Text shown |
· · · · · · ·
The media mostly ignore other Republican women, like Gov. Susana Martinez of New Mexico -- at least for now.

"We're less on testosterone," Democratic Sen. Dianne Feinstein of California told Ms. Sawyer. "We don't have that need to always be confrontational. And I think we're problem solvers, and I think that's what this country needs." Lisa Murkowski, Republican of Alaska, agreed.

So testosterone is to blame for the fact that male senators are so combative and that Congress continues to founder? Imagine a male suggesting that estrogen hampers women from performing well at their jobs. You don't have to imagine. Some men have said that and worse, to their shame, and society and ultimately history itself was right to denounce them.

But after all the talk about female bonding and how women and men have different approaches to solving problems, what does that mean? Does it mean that a Democratic female senator who is pro-choice on abortion and favors same-sex marriage, bigger roles for government, more spending and higher taxes will be able to find common ground with a Republican female senator who takes the opposite positions? I doubt it.

This double standard seems not only to apply to gender but also to race. Consider the disparaging things said about Tim Scott, the new senator from South Carolina, a replacement for the retired Jim DeMint. Mr. Scott is black, but his race does not endear him to liberals. He probably won't be embraced by the NAACP, whose president accused him of not believing in civil rights, having received an "F" on the NAACP's civil rights scorecard, which judges legislators on their votes on "civil rights" issues. In fact, Mr. Scott is just as much an example of the advancement of civil rights for blacks as those female senators are examples of progress for women.

In the end, it isn't about gender or race, but ideology. When they speak of "women's issues," for example, the left seems to think that all women think alike, or should. The same for African-Americans and civil rights. I think the right correctly sees content of character and ideas as superior to gender and skin color.

In the interview with Diane Sawyer, Sen. Claire McCaskill, Democrat of Missouri, said that by nature women are "less confrontational." Really? Ms. McCaskill must never have met the leaders of the women's movement whose disciples are among her colleagues. The chair of the Democratic National Committee, Rep. Debbie Wasserman Schultz of Florida, is no shrinking violet.

I'm not betting on estrogen besting testosterone to "get things done," forge compromise and defuse confrontation, especially given the history of some very uncompromising female leaders like Cleopatra, Catherine the Great, underground railroad "conductor" Harriet Tubman, the late Rep. Bella Abzug of New York, or British Prime Minister Margaret Thatcher. In fact, these women exhibited more testicular fortitude than some men, which, in the case of the conservative Ms. Thatcher, likely had a lot to do with why her male colleagues dumped her as party leader.
· · · · · · ·
Rewrite the column from "I'm not betting" to "as party leader.", changing "Cleopatra" to "Queen Elizabeth I".
· · · · · · ·
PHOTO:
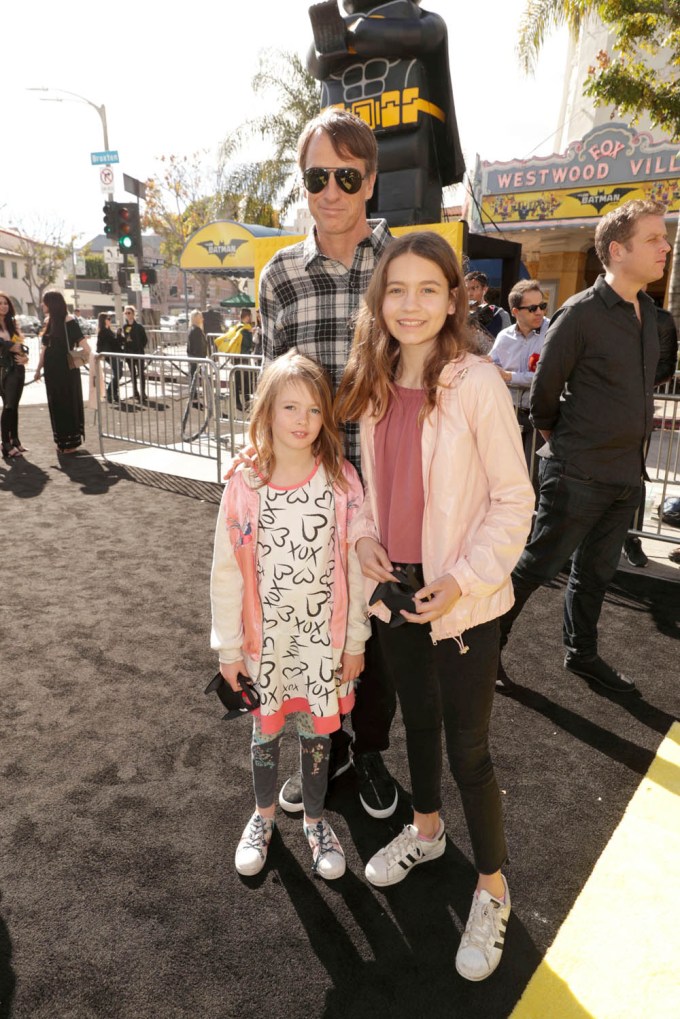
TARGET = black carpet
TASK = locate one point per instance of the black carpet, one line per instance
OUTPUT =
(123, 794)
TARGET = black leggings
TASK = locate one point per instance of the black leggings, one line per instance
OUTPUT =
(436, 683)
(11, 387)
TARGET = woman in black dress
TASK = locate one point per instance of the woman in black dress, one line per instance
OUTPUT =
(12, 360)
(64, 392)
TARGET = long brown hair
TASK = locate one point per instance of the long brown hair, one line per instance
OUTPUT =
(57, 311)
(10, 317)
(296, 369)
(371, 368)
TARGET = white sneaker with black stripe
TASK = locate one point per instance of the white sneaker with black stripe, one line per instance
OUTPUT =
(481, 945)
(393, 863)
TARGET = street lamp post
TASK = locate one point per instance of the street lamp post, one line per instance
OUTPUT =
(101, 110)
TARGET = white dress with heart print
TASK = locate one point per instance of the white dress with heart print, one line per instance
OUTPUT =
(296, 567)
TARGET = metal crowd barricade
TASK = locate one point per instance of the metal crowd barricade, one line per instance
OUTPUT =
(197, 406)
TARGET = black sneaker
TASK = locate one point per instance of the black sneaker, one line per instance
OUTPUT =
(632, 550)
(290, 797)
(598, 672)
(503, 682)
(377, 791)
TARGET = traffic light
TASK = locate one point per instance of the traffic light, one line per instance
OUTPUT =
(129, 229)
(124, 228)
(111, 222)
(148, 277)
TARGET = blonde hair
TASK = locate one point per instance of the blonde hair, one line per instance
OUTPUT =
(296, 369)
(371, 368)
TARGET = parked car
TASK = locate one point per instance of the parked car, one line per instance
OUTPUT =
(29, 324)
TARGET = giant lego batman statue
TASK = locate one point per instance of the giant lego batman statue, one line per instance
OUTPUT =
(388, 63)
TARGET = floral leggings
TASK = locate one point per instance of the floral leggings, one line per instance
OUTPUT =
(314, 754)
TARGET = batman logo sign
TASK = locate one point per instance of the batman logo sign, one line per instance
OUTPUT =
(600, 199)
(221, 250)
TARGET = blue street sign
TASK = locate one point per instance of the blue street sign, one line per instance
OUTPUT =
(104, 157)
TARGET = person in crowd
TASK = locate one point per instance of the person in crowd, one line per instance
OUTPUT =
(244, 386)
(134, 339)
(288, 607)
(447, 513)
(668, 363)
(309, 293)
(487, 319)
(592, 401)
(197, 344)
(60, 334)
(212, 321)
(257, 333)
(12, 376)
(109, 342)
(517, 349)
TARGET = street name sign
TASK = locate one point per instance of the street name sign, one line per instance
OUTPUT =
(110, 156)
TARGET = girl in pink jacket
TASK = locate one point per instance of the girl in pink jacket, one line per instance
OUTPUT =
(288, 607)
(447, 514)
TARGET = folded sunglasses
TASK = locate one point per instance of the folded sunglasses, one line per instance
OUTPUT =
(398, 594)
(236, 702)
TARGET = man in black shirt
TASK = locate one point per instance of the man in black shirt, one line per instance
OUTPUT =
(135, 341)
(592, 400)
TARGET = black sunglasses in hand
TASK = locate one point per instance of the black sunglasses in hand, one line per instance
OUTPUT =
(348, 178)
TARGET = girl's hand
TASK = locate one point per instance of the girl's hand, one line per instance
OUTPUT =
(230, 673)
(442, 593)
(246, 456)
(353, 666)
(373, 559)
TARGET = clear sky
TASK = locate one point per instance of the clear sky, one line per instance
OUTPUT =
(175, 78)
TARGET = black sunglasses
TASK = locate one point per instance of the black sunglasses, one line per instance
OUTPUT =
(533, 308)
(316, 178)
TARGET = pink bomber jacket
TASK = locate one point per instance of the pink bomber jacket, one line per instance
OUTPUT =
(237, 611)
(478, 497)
· · · · · · ·
Task answer |
I'm not betting on estrogen besting testosterone to "get things done," forge compromise and defuse confrontation, especially given the history of some very uncompromising female leaders like Queen Elizabeth I, Catherine the Great, underground railroad "conductor" Harriet Tubman, the late Rep. Bella Abzug of New York, or British Prime Minister Margaret Thatcher. In fact, these women exhibited more testicular fortitude than some men, which, in the case of the conservative Ms. Thatcher, likely had a lot to do with why her male colleagues dumped her as party leader.